TRECHO SELECIONADO:
Enquanto vivo: como enfrentar a morte anunciada

por Farid Zaine
@farid.cultura

Limeira foi incluída na lista de cidades que receberam o Festival Varilux de Cinema francês de 2021. Fui ver “Enquanto Vivo”, de Emmanuelle Bercot. Na sala, havia três pessoas. Talvez por causa da baixa procura pelo público, o Festival tenha sido encurtado na cidade. Uma pena. O Festival tem uma rica e diversificada programação, espelho fiel da alta produção cinematográfica da França. 

“Enquanto Vivo” conta a história de um professor de teatro, Benjamin (Benoît Magimel), precocemente condenado à morte por um câncer devastador. Ao receber o diagnóstico de um médico que lida o tempo todo com o meio de informar o paciente sobre sua situação, e a ajuda para superar a negação da morte e chegar a uma aceitação serena, Benjamin revê sua trajetória, na intenção de “limpar a mesa de sua vida”. Nessa dura tarefa de encarar a iminência da morte, ele vai aos poucos compreendendo a necessidade de perdoar a mãe , Crystal, dominadora (Catherine Deneuve), que o ama demais, perdoar a si mesmo e declarar seu amor a todos, incluindo o filho que nunca conheceu. 

“Enquanto Vivo” transcorre durante as quatro estações de um ano, período em que é mostrado o relacionamento do chefe da equipe médica, o Dr. Eddé (Gabriel Sara), seus médicos e enfermeiros, incluindo a enfermeira Eugénie (Cécile de France): eles aparecem,no início de cada estação,reunidos, cantando e conversando sobre a vida no hospital, sobre a convivência com pacientes terminais. 

Emmanuelle Bercot conduz seu filme com classe e elegância, nunca deixando que um tema tão delicado seja desviado para o dramalhão. Nada aqui é piegas, nem se conduz a emoções fáceis. Sim, o filme é triste, mas tem uma leveza compensadora.

LISTAGEM FORNECIDA:
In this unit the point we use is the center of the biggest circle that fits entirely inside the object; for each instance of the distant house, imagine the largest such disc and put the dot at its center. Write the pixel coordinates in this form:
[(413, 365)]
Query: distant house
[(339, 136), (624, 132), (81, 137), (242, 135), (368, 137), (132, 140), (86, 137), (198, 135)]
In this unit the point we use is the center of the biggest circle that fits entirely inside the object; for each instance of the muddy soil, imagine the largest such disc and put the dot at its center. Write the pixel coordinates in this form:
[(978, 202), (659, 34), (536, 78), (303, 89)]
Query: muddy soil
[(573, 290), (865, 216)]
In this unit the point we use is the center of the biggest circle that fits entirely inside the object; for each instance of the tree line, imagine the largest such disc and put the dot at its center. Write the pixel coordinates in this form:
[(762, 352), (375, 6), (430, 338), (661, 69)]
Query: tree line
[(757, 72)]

TAREFA A CUMPRIR 1:
Você consegue transcrever, palavra por palavra, o trecho da crítica de "Enquanto Vivo" que começa em "Enquanto vivo: como" e termina em "cinematográfica da França."?
TAREFA A CUMPRIR 2:
Retome a crítica do filme "Enquanto Vivo" logo depois da última frase apresentada.

RESPOSTA ESPERADA 1:
Enquanto vivo: como enfrentar a morte anunciada

por Farid Zaine
@farid.cultura

Limeira foi incluída na lista de cidades que receberam o Festival Varilux de Cinema francês de 2021. Fui ver “Enquanto Vivo”, de Emmanuelle Bercot. Na sala, havia três pessoas. Talvez por causa da baixa procura pelo público, o Festival tenha sido encurtado na cidade. Uma pena. O Festival tem uma rica e diversificada programação, espelho fiel da alta produção cinematográfica da França.

RESPOSTA ESPERADA 2:
A morte é um tema recorrente no cinema, e incontáveis filmes tratam do assunto das mais diversas formas. A própria Cécile de France, que faz em “Enquanto Vivo” a enfermeira Eugénie, é a protagonista do ótimo drama de Clint Eastwood “Além da Vida”, com Matt Damon, em que o tema é a vida após a morte, através de relatos de casos de “quase-morte”. Outro filme extraordinário é o franco-canadense “As Invasões Bárbaras”, dirigido por Denys Arcand, sobre a história de Remy, também condenado por um câncer, e que deseja fazer uma partida pacífica rodeado de amigos e familiares. Original e instigante, “As Invasões Bárbaras” ganhou o Oscar de Melhor Filme Estrangeiro (hoje chamado melhor filme internacional) em 2004.

Outro exemplar muito significativo sobre a relação com a morte é o belo e contundente “Mar Adentro”, em que um homem tetraplégico luta pelo direito de dar um fim à própria vida e encerrar um sofrimento insuportável. Javier Bardem é o protagonista desse filme espanhol de Alejandro Amenábar, vencedor do Oscar de melhor filme estrangeiro em 2005.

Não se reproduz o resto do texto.